Задание A:
Ответьте по фрагменту о книге Соломона Волкова на следующие вопросы:
(i) От кого Волков услышал выражение «волшебный хор»?
(ii) В каком издании и какого числа вышла статья Льва Данилкина?
(iii) Как называется поэтическая серия, которую затеяло издательство «Летний сад»?
Задание B: Перепишите без изменений отрывок из фрагмента о книге Соломона Волкова, начиная со слов «В русском издании» и далее вплоть до слов «2008, 15 мая).».
Задание C: Подхватите фрагмент о книге Соломона Волкова и продолжите его, начиная сразу после последнего предложения.

───── Фрагмент страницы ─────

Власть, художник и героический миф

Соломон Волков предлагает свою версию истории русской культуры ХХ века

 

Книга Соломона Волкова “История русской культуры ХХ века” сначала вышла в Америке под заголовком “TheMagicalChorus”. “Волшебный хор” — выражение Ахматовой. Не слишком, впрочем, известное. Сам Волков услышал его от Иосифа Бродского, что и зафиксировано в его книге “Диалоги с Иосифом Бродским”. “Нас было четверо: Рейн, Найман, Бобышев и я. Анна Андреевна называла нас — „волшебный хор””, — рассказывает Бродский. Волков перебивает: “„Волшебный хор” — это цитата откуда-нибудь?” — “Нет, думаю, что собственное изготовление. Ахматова, видите ли, считала, что происходит возрождение русской поэзии”, — отвечает Бродский.

В русском издании поэтический заголовок исчез, что вызвало сожаление у некоторых рецензентов. Лев Данилкин, например, чрезвычайно доброжелательно отозвавшийся о работе Волкова, начал свою статью словами: “Неизвестно, с какой стати у волковской книги, впервые изданной в Америке, украли английское название — „Волшебный хор” — и оставили только унылый технический подзаголовок „История русской культуры XX века от Льва Толстого до Александра Солженицына”, но пение вы непременно услышите и в его магическом эффекте сомневаться не станете. Это книга, к которой приклеиваешься — несмотря на то что голос рассказывает общеизвестную, как кажется, историю” (“Афиша”, 2008, 15 мая).

На мой же взгляд, название убрали правильно (другое дело, что не придумали лучшего). Русская культура со своими драматическими противоречиями, крайностями и враждебностью разных лагерей и персонажей по отношению друг к другу — какой же это хор? Вон издательство “Летний сад” затеяло поэтическую серию “Волшебный хор” — и то хора не получается. Да и само определение Ахматовой какое-то выспреннее, если только не связано с некими ассоциациями. Волков не зря задает Бродскому вопрос, цитата ли это. На месте “ахматоведов” я бы подергала ниточку “Ахматова и Моцарт”: известно, что она любила Моцарта, а по свидетельству литературоведа Виленкина даже занималась изучением его личности и творчества. Связь ахматовского “Реквиема” с моцартовским несомненна, почему бы не подумать, не связано ли и определение “волшебный хор” с “Волшебной флейтой”, заканчивающейся хором “посвященных”, жрецов? (Понимание поэта как жреца не чуждо Ахматовой.)

───── Предоставленные записи ─────

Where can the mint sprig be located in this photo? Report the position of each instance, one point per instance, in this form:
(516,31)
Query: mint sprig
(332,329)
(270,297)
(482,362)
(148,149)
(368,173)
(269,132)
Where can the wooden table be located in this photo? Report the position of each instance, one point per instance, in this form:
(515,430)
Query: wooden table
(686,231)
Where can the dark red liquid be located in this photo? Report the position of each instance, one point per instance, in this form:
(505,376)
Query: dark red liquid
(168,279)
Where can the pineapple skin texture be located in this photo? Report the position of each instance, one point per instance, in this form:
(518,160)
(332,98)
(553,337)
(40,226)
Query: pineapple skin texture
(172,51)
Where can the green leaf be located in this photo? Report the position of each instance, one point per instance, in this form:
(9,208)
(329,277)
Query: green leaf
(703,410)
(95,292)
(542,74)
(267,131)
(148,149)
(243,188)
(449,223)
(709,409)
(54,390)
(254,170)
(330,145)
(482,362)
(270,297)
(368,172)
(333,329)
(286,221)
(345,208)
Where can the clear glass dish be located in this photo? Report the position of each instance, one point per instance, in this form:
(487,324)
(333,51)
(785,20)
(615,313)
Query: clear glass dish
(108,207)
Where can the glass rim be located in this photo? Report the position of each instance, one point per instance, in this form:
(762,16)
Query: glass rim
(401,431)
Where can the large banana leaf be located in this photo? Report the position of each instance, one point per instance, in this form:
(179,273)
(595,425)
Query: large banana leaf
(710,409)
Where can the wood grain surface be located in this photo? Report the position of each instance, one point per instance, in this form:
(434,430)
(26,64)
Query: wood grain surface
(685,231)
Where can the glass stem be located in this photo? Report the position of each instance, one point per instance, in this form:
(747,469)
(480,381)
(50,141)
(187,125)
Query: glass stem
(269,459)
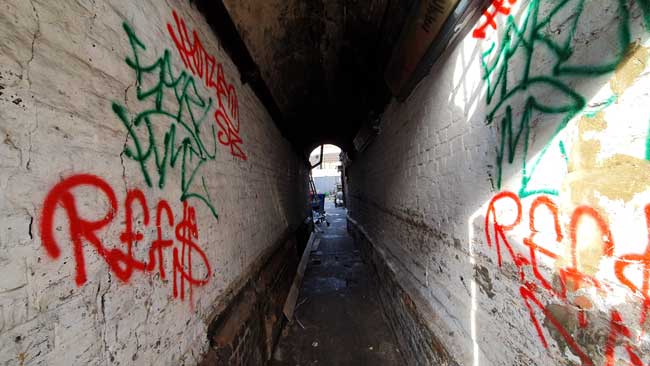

─────

Ответ A:
(i) От Иосифа Бродского.
(ii) В «Афише», 15 мая 2008 года.
(iii) «Волшебный хор».

Ответ B:
В русском издании поэтический заголовок исчез, что вызвало сожаление у некоторых рецензентов. Лев Данилкин, например, чрезвычайно доброжелательно отозвавшийся о работе Волкова, начал свою статью словами: “Неизвестно, с какой стати у волковской книги, впервые изданной в Америке, украли английское название — „Волшебный хор” — и оставили только унылый технический подзаголовок „История русской культуры XX века от Льва Толстого до Александра Солженицына”, но пение вы непременно услышите и в его магическом эффекте сомневаться не станете. Это книга, к которой приклеиваешься — несмотря на то что голос рассказывает общеизвестную, как кажется, историю” (“Афиша”, 2008, 15 мая).

Ответ C:
Но не будем уходить в сторону от книги Волкова, утратившей в русском издании свое название, столь уместное в экспортном варианте, высоко оцененном американской аудиторией. “„Волшебный хор” — это идеальный, ясный и в то же время тонко нюансированный путеводитель по богатой и сложной русской культуре XX века со всеми ее великолепными достоинствами, противоречиями, достижениями и трагедиями”, — приветствует книгу рецензент газеты “Лос-Анджелес таймс”, не забывая похвалить автора за то, что в новой книге он “совершенно отказался от своей прежней манеры писать иногда как бы только для посвященных. В книге „Шостакович и Сталин” это временами затрудняло восприятие для тех, кто не был так же хорошо, как автор, осведомлен в русских делах” (цитирую по переводу, помещенному в журнале “Чайка”, 2008, № 7).

На мой взгляд, книга “Шостакович и Сталин” была написана в предельно ясной манере, с оглядкой на западного читателя, которому автор терпеливо объяснял не только кто такой Кащей Бессмертный или Чапаев, но и кто такой Пушкин. Я отмечала эту особенность работы Волкова в статье “Тайный поединок” (“Новый мир”, 2005, № 2).

Популяризаторская направленность новой книги и ее ориентированность на западного читателя еще более очевидна. Человек, закончивший самую обычную русскую школу, не нуждается в том, чтобы ему объясняли, кто такие Лев Толстой, Максим Горький или Блок (во всяком случае, те, кто не усвоили это из школьного курса, уж точно не возьмут в руки книгу “История русской культуры”). Но достаточно образованный англоязычный читатель вполне может иметь отдаленное представление о русской культуре, и ему стоит разжевать: “Толстой проповедовал предельное опрощение жизни, считал всякую власть безнравственной и незаконной и при этом призывал к непротивлению злу”.

Обратим внимание на слово “путеводитель”, недаром присутствующее в рецензиях на книгу Волкова. Путеводители, как правило, пишутся для туристов, для людей, впервые знакомящихся с чужими городами и чужой культурой. Хороший путеводитель компилятивен и не предполагает личного вклада автора в науку, но требует от него умения организовать избыточный материал, занимательно насадив его на некий стержень.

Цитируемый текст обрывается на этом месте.